#### [PROBLEM DESCRIPTION]
Copy the lines from the one containing "Tag every overcast sky." to the one containing "Tag every frost-covered reed.", and swap "tree line" for "row of trees" while keeping everything else the same. Return only those lines.

#### [THE INPUT]
━━━━━━
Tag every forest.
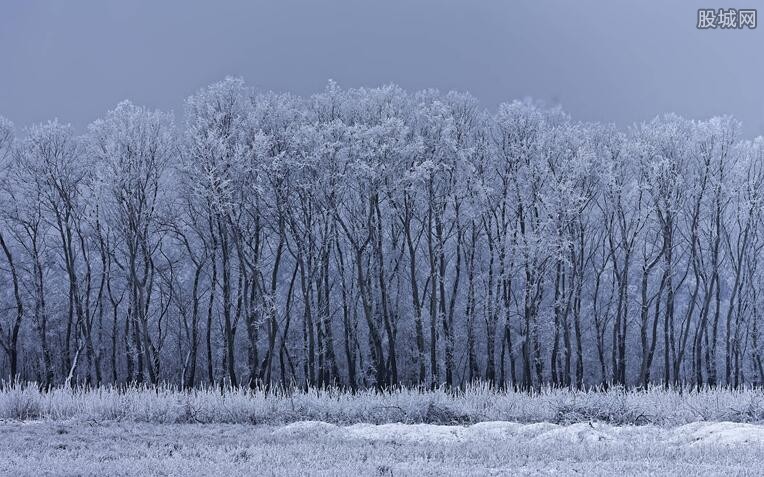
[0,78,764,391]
━━━━━━
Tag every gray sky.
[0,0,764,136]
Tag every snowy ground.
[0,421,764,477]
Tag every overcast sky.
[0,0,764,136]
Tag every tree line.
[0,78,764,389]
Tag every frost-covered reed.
━━━━━━
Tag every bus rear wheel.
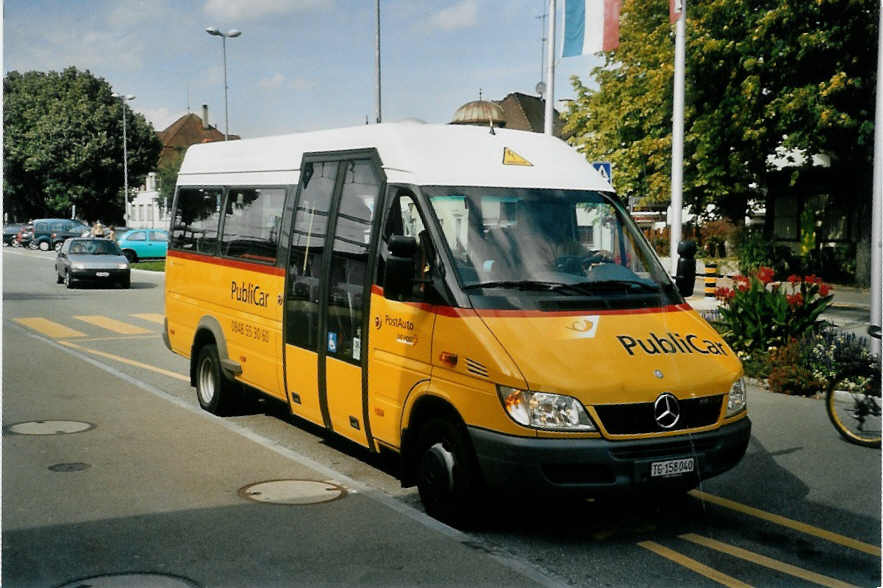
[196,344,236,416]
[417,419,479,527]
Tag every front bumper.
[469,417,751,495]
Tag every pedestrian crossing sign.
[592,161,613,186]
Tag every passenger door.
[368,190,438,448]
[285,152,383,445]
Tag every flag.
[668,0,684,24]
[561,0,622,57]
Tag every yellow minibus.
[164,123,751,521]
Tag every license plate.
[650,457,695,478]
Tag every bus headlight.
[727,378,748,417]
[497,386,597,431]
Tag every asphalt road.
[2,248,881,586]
━━━━━━
#### [WORKED SOLUTION]
Tag every overcast sky.
[0,0,764,136]
Tag every row of trees.
[0,78,764,389]
Tag every frost-covered reed.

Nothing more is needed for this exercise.